==== Given records ====

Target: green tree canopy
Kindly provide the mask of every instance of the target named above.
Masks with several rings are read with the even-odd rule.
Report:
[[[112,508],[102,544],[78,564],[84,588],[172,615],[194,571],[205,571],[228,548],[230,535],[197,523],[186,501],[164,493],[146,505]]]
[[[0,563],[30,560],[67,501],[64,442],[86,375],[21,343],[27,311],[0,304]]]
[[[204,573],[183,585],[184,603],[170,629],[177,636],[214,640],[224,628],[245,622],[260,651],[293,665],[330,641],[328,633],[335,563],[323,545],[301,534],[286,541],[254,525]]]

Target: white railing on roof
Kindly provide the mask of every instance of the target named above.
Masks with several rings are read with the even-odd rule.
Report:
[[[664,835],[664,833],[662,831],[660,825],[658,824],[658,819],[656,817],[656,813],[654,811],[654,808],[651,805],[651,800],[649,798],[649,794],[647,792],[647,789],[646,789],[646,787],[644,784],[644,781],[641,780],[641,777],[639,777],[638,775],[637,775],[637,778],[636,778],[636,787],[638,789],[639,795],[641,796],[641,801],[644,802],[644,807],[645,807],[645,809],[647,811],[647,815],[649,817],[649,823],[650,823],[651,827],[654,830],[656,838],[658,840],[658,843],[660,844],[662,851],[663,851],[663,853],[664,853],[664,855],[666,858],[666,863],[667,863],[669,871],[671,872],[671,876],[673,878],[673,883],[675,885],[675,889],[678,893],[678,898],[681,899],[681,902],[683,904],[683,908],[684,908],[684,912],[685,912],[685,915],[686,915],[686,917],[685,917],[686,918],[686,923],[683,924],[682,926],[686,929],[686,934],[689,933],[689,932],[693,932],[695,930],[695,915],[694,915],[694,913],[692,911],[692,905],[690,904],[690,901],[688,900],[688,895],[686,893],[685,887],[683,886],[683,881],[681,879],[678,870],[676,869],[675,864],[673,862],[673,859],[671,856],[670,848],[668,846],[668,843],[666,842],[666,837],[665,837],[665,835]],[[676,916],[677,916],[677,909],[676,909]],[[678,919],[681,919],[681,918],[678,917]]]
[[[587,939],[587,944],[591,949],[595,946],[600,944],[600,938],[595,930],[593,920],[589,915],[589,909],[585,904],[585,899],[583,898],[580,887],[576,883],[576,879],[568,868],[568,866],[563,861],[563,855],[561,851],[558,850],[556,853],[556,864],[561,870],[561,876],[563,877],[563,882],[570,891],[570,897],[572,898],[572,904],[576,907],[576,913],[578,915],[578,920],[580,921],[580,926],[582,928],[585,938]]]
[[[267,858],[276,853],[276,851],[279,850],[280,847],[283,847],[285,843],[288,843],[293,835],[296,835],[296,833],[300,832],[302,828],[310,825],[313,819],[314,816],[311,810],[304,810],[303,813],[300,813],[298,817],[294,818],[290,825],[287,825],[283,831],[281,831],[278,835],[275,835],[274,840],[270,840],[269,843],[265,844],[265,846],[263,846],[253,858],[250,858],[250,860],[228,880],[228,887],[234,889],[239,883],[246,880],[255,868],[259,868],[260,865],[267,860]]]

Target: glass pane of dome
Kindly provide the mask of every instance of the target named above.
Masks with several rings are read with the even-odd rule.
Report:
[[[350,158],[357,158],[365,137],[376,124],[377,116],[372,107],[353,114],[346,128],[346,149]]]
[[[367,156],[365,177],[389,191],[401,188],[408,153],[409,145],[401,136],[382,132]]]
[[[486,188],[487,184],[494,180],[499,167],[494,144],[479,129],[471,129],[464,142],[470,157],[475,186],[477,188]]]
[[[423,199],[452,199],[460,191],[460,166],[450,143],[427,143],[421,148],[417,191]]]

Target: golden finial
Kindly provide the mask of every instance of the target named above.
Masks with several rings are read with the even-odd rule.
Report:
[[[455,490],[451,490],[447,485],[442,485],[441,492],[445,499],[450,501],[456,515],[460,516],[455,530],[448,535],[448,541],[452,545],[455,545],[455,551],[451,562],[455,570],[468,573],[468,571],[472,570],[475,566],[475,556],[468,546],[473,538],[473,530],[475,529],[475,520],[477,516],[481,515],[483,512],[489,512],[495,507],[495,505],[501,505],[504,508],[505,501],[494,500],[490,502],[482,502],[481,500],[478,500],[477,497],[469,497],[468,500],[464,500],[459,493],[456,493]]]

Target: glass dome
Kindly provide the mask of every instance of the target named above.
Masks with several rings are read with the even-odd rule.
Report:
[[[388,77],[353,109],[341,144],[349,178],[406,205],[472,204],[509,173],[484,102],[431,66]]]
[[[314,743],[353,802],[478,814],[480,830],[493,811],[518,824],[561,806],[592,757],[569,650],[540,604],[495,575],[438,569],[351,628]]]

====

Exercise task — Rewrite the lines from the one containing "Target: golden finial" through the last line of the listing, requests included, and shift every coordinate in their answers by adding 75 to it.

Right answer —
Target: golden finial
Kindly provide the mask of every instance of the target named above.
Masks with several rings are read with the even-odd rule.
Report:
[[[530,565],[526,565],[522,560],[517,560],[516,567],[520,574],[525,576],[531,590],[535,591],[530,605],[523,610],[523,616],[527,620],[530,620],[530,626],[526,637],[530,645],[543,648],[543,646],[547,645],[550,641],[550,631],[543,621],[548,613],[548,605],[550,604],[550,595],[552,591],[556,590],[558,587],[564,587],[570,582],[570,580],[576,580],[579,583],[580,576],[569,575],[565,577],[557,577],[556,575],[553,575],[552,572],[544,572],[543,575],[539,575],[534,568],[531,568]]]

Target: glass dome
Kindly provide the mask of every instance of the target named above.
Masks with several rings are read with the even-odd rule.
Report:
[[[463,152],[428,184],[416,219],[424,253],[481,280],[547,279],[584,248],[559,177],[506,141]]]
[[[389,818],[428,877],[553,889],[555,905],[568,886],[593,899],[636,881],[667,832],[644,725],[615,679],[570,650],[513,644],[426,703]]]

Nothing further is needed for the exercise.